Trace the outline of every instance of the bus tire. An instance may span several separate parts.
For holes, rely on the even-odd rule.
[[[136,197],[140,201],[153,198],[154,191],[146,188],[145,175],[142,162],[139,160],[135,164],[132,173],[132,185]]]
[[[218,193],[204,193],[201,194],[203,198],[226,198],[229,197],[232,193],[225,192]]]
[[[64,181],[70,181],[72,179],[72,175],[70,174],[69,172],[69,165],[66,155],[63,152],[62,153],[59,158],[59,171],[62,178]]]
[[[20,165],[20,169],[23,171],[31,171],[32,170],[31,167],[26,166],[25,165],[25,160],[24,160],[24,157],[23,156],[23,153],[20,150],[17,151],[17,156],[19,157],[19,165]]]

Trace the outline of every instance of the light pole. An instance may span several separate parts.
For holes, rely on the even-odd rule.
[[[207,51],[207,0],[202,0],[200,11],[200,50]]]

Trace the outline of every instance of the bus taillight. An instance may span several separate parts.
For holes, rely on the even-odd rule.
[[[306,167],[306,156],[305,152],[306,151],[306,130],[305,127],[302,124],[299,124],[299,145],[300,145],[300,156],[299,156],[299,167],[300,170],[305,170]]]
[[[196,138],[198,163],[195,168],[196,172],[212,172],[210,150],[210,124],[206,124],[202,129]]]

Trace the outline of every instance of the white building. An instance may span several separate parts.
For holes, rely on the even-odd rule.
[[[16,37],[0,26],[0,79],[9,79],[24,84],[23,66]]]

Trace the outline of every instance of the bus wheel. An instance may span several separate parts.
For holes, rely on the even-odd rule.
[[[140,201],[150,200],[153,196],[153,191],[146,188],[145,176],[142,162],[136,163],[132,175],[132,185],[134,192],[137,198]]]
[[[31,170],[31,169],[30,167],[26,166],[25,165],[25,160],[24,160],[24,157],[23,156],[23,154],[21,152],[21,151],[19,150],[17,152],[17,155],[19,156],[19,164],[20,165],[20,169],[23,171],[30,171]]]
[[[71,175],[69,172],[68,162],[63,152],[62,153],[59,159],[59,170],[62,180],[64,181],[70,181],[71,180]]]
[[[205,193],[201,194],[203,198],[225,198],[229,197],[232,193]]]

Given task: Rewrite all of the records above, changing each "even-odd rule" to "nonzero winding rule" and leaving everything else as it is.

Result for this task:
Trace the outline of every instance of the bus tire. An instance may span several separate parts.
For holes, rely on the nonzero winding rule.
[[[136,197],[140,201],[153,198],[154,191],[146,188],[145,175],[142,162],[139,160],[135,164],[132,173],[132,185]]]
[[[218,193],[204,193],[201,194],[203,198],[226,198],[229,197],[232,193],[225,192]]]
[[[64,181],[70,181],[72,179],[72,175],[70,174],[69,172],[69,165],[66,155],[63,152],[62,153],[59,158],[59,171],[62,178]]]
[[[20,165],[20,169],[23,171],[31,171],[32,170],[31,167],[26,166],[25,165],[25,160],[24,160],[24,157],[23,156],[23,153],[20,150],[17,151],[17,156],[19,157],[19,165]]]

Trace the outline of every instance of the light pole. An instance may span several separate parts.
For holes, rely on the nonzero winding rule.
[[[207,51],[207,0],[202,0],[200,11],[200,50]]]

Trace the outline of every instance of the bus taillight. An instance may span several separate parts.
For holes, rely on the nonzero winding rule.
[[[306,167],[306,156],[305,152],[306,151],[306,130],[305,127],[302,124],[299,124],[299,145],[300,145],[300,156],[299,156],[299,167],[300,170],[305,170]]]
[[[196,138],[198,163],[195,168],[196,172],[212,172],[210,150],[210,124],[206,124],[202,129]]]

Trace the outline of every instance of the white building. An instance may span several separate parts.
For holes, rely on the nonzero winding rule.
[[[16,37],[0,26],[0,79],[9,79],[24,84],[23,66]]]

Trace the outline of every instance of the bus wheel. An instance may span several separate parts.
For holes, rely on the nonzero winding rule.
[[[140,201],[150,200],[153,196],[153,191],[146,188],[145,176],[142,162],[136,163],[132,175],[132,185],[134,192],[137,198]]]
[[[31,170],[31,169],[30,167],[26,166],[25,165],[25,160],[24,160],[24,157],[23,156],[23,154],[21,152],[21,151],[19,150],[17,152],[17,155],[19,156],[19,164],[20,165],[20,169],[23,171],[30,171]]]
[[[71,175],[69,172],[68,162],[63,152],[62,153],[59,159],[59,170],[62,180],[64,181],[70,181],[71,180]]]
[[[205,193],[201,194],[203,198],[225,198],[229,197],[232,193]]]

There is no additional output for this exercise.